* [Work order]: In the article on building Copilot plugins below, reproduce the passage that begins with the words "For most teams" and stops after the words "a CI/CD pipeline.".

* [Text]:
-=-=-

Within a single plugin, you can have unlimited functions. But context window limits mean quality can degrade if you pack in more than ten functions. We've found that keeping plugins focused - one plugin per business domain - works better than building a mega-plugin that does everything.
Token windows also limit how much data you can send and receive. If your API returns massive JSON payloads, you'll want to trim responses to only what's relevant. The functional limits will improve as models get better, but for now, design for efficiency.
Generating Plugin Packages
Microsoft provides two tools for building plugins. The Microsoft 365 Agents Toolkit works in Visual Studio and Visual Studio Code - it can generate plugin packages from an existing MCP server or OpenAPI description and includes starter projects. Kiota is a command line tool that generates packages from OpenAPI specs.
For most teams we work with, the Agents Toolkit in VS Code is the faster path. It handles the manifest generation, project scaffolding, and testing workflow. Kiota is useful when you want to automate plugin generation as part of a CI/CD pipeline.
Adaptive Cards for Better Responses
By default, Copilot generates conversational text responses from your API data. But you can provide Adaptive Card templates that display data in a structured, visual format. This matters more than you'd think for business users.
A budget query that returns "The Melbourne office renovation budget has $5,000 remaining" is fine. But an Adaptive Card that shows the budget name, remaining funds, recent transactions, and a progress bar? That's the kind of response that makes people actually use the tool daily.
Building Adaptive Cards adds development time, but the user experience improvement is significant for data-heavy use cases.
Authentication Patterns
Plugin authentication supports account keys, SAS tokens, service principals, and system-assigned managed identities. For most enterprise deployments, service principals with Azure AD are the way to go - they integrate cleanly with existing identity management.
The token store handles refresh flows automatically, which is one less thing to worry about. Users only need to authenticate once, and subsequent calls reuse the stored credentials.
One gotcha we've seen - if your API uses a less common authentication method, you might need to implement a custom auth flow. The standard patterns cover maybe 90% of cases, but that remaining 10% can burn a surprising amount of time.

-=-=-

Dataset entries
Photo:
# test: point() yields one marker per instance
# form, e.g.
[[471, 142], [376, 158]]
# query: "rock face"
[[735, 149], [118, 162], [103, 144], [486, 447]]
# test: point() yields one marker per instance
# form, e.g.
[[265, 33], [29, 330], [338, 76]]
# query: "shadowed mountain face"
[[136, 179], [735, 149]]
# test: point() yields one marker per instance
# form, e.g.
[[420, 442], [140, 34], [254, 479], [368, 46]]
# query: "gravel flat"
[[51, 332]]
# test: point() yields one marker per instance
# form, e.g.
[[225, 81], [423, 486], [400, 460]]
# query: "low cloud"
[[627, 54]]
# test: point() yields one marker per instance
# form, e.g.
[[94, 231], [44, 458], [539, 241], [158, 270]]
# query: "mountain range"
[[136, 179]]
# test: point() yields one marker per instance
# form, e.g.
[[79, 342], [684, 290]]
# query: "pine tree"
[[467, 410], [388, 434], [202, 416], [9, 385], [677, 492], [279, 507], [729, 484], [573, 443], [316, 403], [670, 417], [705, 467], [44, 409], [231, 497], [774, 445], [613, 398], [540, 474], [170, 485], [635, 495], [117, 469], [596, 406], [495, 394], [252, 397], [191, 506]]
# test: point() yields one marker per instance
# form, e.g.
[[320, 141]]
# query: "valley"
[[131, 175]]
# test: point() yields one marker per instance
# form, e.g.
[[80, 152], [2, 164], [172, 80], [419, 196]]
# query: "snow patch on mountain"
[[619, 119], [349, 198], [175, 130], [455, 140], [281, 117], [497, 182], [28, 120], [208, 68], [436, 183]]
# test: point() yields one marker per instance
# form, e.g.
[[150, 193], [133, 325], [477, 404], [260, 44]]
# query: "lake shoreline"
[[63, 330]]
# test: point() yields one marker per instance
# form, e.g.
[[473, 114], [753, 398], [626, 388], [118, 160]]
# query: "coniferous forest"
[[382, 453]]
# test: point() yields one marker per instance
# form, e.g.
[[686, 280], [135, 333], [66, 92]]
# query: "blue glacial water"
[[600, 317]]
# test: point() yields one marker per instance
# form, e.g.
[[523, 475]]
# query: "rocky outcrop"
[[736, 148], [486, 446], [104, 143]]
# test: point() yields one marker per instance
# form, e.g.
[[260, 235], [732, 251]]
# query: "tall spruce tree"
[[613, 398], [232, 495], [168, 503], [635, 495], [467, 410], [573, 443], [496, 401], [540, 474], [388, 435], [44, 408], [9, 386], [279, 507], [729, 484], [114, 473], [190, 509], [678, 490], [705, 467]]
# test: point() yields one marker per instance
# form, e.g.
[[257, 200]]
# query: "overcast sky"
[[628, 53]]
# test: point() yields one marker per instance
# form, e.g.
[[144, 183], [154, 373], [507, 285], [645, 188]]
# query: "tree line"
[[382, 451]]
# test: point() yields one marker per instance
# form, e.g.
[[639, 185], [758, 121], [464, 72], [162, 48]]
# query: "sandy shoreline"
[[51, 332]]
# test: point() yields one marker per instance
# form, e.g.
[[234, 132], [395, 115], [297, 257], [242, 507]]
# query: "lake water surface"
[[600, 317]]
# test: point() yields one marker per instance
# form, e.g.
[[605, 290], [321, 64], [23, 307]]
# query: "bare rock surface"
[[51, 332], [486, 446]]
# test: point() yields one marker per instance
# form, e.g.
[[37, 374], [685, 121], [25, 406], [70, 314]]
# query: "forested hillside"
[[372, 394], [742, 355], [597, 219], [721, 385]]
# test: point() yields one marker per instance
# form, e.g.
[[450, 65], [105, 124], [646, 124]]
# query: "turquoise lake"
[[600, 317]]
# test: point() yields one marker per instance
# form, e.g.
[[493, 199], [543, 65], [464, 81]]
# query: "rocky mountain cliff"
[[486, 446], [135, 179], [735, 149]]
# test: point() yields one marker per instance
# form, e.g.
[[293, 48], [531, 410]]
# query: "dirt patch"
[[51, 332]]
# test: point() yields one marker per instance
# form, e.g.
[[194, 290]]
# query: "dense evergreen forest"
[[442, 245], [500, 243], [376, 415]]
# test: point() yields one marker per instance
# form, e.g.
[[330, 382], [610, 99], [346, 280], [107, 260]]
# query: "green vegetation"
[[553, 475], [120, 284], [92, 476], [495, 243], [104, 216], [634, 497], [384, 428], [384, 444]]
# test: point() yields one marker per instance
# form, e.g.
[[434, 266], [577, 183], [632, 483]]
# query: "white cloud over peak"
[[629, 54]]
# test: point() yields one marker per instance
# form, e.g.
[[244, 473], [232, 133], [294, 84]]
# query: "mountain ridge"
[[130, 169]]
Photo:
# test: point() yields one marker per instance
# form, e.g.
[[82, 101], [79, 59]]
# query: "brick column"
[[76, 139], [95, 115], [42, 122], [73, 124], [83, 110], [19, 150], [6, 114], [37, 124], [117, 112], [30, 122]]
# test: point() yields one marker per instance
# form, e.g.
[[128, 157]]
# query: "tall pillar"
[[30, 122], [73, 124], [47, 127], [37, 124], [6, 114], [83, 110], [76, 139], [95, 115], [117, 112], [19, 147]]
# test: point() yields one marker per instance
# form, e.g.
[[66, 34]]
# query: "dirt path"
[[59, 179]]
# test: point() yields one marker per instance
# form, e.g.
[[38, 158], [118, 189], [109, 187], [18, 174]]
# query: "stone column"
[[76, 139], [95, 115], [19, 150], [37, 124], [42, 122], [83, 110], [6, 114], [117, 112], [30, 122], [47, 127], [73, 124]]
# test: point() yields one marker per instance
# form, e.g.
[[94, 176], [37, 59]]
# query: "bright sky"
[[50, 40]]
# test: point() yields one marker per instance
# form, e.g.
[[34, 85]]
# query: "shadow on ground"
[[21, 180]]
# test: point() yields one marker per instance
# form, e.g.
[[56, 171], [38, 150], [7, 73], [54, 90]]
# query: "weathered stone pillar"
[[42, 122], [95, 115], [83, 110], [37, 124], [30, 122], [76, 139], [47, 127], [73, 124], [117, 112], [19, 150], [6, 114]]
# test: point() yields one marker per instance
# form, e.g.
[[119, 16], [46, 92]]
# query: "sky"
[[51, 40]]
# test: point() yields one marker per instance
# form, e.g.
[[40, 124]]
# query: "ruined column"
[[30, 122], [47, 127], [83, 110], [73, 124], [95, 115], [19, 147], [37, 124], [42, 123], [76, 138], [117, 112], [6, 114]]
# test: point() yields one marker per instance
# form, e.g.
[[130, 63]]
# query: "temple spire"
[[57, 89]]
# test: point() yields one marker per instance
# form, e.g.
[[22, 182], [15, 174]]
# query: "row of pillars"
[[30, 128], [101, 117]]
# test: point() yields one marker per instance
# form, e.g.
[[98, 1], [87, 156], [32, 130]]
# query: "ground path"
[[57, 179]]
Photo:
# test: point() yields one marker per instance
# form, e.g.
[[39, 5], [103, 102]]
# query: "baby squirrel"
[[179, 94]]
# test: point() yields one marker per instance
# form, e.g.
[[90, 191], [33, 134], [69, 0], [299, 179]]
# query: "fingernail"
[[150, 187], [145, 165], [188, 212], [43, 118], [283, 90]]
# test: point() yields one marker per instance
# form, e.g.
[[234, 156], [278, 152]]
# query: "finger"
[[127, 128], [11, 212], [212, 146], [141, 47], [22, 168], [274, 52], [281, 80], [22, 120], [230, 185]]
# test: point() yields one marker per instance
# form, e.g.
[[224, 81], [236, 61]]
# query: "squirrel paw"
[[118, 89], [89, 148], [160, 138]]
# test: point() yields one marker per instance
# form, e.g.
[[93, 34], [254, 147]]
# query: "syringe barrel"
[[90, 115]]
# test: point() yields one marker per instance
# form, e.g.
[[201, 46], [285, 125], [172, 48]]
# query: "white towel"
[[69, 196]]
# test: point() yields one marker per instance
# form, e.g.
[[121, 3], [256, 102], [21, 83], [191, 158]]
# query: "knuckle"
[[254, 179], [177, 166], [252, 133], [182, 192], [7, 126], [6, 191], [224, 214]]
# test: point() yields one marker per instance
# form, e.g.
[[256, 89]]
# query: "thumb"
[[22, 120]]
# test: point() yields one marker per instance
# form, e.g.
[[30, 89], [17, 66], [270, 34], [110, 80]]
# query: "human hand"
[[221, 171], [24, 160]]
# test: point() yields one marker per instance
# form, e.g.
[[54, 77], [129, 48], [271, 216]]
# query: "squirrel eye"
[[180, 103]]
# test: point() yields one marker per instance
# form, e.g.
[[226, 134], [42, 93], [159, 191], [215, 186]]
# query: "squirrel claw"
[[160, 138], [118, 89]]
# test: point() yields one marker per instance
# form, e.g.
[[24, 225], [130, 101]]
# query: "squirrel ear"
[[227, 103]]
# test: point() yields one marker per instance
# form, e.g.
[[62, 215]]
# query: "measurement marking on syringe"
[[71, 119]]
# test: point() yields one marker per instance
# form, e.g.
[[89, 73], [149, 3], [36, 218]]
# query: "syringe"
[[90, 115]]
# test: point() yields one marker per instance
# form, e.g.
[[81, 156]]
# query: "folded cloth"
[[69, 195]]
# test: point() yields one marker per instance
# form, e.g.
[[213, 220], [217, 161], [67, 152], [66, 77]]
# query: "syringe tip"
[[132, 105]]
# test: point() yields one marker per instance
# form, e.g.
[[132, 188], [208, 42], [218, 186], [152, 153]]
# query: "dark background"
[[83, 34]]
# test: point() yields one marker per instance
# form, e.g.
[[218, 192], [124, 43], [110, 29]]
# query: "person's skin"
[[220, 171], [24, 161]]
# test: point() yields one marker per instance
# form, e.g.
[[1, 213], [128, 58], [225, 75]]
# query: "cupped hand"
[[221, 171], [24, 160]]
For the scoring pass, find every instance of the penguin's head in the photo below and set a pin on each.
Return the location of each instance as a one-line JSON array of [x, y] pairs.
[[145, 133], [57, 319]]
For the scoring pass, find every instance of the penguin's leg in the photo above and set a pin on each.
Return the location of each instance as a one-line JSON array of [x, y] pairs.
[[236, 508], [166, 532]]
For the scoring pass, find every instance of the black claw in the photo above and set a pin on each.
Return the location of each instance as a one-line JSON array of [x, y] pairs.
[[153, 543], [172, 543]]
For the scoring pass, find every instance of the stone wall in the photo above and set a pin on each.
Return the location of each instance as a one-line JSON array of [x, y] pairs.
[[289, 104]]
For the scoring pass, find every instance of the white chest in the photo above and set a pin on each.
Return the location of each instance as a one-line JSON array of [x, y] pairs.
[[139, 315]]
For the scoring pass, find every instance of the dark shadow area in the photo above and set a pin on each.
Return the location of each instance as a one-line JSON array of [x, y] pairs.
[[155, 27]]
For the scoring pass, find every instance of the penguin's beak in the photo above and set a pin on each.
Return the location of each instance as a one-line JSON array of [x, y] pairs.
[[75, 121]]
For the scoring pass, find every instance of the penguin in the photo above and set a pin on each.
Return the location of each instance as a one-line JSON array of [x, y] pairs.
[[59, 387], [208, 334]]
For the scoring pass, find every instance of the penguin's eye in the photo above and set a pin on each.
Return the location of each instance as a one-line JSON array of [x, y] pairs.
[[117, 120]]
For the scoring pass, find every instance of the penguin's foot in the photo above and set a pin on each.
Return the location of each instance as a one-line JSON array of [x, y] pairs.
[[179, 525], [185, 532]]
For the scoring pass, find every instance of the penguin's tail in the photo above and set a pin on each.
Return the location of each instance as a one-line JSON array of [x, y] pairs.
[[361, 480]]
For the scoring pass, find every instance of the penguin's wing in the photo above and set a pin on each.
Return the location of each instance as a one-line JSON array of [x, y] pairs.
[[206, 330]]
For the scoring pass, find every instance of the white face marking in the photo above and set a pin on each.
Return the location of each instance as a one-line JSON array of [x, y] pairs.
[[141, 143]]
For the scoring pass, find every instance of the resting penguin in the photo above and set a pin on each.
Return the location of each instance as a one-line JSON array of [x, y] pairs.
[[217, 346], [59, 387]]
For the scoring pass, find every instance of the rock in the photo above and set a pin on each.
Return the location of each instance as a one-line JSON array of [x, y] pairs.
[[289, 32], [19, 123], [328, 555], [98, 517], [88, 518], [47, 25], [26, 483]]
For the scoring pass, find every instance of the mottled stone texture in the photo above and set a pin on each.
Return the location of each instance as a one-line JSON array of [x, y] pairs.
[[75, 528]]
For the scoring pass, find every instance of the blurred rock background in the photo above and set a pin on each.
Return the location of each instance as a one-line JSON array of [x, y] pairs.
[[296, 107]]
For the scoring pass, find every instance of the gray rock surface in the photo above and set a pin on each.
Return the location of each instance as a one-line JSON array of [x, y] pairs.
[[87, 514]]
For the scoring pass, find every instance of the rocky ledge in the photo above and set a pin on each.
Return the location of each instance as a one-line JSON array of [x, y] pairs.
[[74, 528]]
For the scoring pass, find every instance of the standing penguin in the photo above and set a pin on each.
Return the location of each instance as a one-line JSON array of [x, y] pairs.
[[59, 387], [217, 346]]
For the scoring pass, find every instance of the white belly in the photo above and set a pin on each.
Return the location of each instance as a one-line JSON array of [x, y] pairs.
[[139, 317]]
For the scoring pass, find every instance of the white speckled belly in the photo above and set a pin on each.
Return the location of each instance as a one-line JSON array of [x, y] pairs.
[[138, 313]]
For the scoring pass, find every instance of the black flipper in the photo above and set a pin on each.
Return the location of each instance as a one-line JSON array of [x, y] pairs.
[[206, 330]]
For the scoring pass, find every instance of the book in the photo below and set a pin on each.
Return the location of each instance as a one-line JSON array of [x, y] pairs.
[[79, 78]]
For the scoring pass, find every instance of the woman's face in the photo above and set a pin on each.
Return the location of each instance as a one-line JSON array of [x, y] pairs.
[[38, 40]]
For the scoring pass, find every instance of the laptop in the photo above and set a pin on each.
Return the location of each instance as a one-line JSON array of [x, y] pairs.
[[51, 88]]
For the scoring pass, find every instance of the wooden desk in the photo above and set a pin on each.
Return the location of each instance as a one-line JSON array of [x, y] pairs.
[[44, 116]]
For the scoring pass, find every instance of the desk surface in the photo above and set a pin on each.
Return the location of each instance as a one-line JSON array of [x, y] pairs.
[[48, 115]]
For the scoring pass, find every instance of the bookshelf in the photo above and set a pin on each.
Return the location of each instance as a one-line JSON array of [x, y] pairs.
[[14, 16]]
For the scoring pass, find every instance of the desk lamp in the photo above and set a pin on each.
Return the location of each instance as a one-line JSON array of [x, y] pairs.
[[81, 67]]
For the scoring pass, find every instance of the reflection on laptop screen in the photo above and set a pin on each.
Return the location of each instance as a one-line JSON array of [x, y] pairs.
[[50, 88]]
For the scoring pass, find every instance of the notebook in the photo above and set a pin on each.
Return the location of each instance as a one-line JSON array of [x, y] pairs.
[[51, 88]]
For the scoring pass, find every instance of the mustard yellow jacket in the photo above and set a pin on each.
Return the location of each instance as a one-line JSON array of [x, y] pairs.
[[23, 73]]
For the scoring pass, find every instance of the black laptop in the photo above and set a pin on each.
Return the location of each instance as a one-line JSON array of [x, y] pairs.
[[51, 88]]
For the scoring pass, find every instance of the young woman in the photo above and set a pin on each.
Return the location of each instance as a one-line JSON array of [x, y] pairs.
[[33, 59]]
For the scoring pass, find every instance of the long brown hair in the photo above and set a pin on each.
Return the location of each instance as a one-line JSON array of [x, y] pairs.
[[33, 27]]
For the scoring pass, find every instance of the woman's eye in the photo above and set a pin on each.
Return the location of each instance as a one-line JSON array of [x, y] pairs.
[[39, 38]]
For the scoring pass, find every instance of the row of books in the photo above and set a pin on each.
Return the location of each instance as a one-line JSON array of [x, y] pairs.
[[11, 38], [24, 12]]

-=-=-

* [Result]:
For most teams we work with, the Agents Toolkit in VS Code is the faster path. It handles the manifest generation, project scaffolding, and testing workflow. Kiota is useful when you want to automate plugin generation as part of a CI/CD pipeline.